> [Exercise goal] Pictures are excluded from this exercise. Transcribe exactly the lines from the one containing "leaf, with integer pixel coordinates." through the last line of the listing.

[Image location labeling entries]
——

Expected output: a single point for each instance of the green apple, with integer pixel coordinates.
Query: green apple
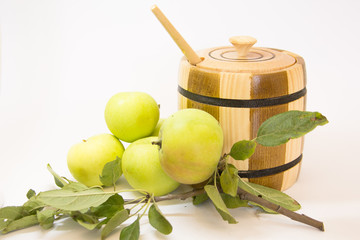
(86, 159)
(158, 127)
(191, 146)
(131, 115)
(141, 167)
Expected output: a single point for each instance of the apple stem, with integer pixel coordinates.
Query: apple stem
(158, 142)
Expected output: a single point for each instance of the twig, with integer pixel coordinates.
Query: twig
(181, 196)
(290, 214)
(249, 197)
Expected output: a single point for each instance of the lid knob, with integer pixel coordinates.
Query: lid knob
(242, 44)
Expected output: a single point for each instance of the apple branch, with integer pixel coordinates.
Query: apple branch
(290, 214)
(248, 197)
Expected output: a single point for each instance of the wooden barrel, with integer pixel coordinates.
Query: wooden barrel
(242, 90)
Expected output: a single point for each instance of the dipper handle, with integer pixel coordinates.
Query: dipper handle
(242, 44)
(189, 53)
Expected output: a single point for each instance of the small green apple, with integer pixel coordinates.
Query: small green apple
(158, 127)
(191, 146)
(141, 167)
(86, 159)
(131, 115)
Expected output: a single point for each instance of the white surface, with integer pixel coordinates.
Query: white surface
(62, 60)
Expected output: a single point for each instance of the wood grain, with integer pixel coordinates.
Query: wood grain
(239, 123)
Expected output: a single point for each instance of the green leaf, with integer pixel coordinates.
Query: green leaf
(59, 181)
(107, 209)
(32, 205)
(73, 201)
(111, 172)
(88, 226)
(270, 194)
(198, 199)
(13, 212)
(120, 217)
(46, 218)
(158, 220)
(219, 204)
(21, 223)
(282, 127)
(31, 193)
(229, 180)
(87, 221)
(75, 187)
(131, 232)
(233, 202)
(4, 223)
(242, 150)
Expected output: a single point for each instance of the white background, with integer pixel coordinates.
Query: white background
(62, 60)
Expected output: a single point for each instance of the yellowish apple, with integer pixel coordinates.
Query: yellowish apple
(86, 159)
(142, 169)
(191, 146)
(131, 115)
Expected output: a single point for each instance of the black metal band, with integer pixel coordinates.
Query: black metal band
(246, 103)
(269, 171)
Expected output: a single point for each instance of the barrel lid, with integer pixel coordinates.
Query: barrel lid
(242, 57)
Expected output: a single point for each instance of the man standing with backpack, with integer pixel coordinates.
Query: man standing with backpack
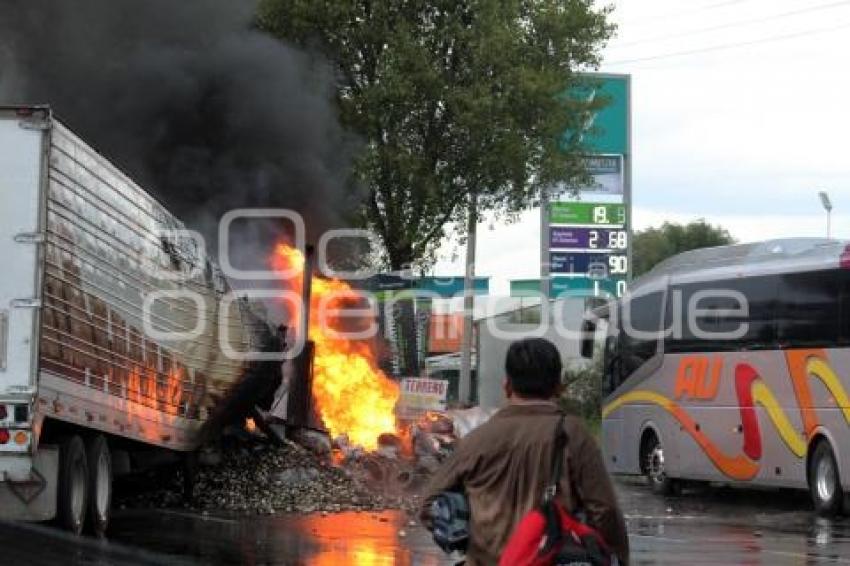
(503, 467)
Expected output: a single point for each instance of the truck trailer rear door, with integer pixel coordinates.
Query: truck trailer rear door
(22, 152)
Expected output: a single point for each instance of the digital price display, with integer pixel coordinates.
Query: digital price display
(605, 239)
(587, 213)
(587, 263)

——

> [Solution for this problem]
Expected output: a single point for each instance of the green leaf, with integer pixel coordinates.
Query: green leaf
(59, 181)
(107, 209)
(32, 205)
(73, 201)
(111, 172)
(88, 226)
(270, 194)
(198, 199)
(13, 212)
(120, 217)
(46, 218)
(158, 220)
(219, 204)
(21, 223)
(282, 127)
(31, 193)
(229, 180)
(87, 221)
(75, 187)
(131, 232)
(233, 202)
(4, 223)
(242, 150)
Expected output: a single point for each instance of the white background, with integer pixel coordinates.
Query: white background
(62, 60)
Expected output: a single point for each instance of the yellowish apple, with integer pixel coordinates.
Query: yellowish apple
(86, 159)
(142, 169)
(191, 146)
(131, 115)
Expected output: a single point for each instance of the black metal band, with integer pixel coordinates.
Query: black metal band
(246, 103)
(269, 171)
Expected output: a single point for each instance of the barrel lid, with integer pixel coordinates.
Query: barrel lid
(242, 57)
Expected output: a single point for each instance of the man standing with backpack, with integer pixel coordinates.
Query: man standing with backpack
(503, 467)
Expected output: a single point for each instance of the truck trailer rear door, with integer pixel coordinates.
Query: truck trailer rear door
(22, 152)
Expected output: a single point for each instance of the digital price display, with integer pixel coordinates.
Query: digital price display
(605, 239)
(587, 213)
(587, 263)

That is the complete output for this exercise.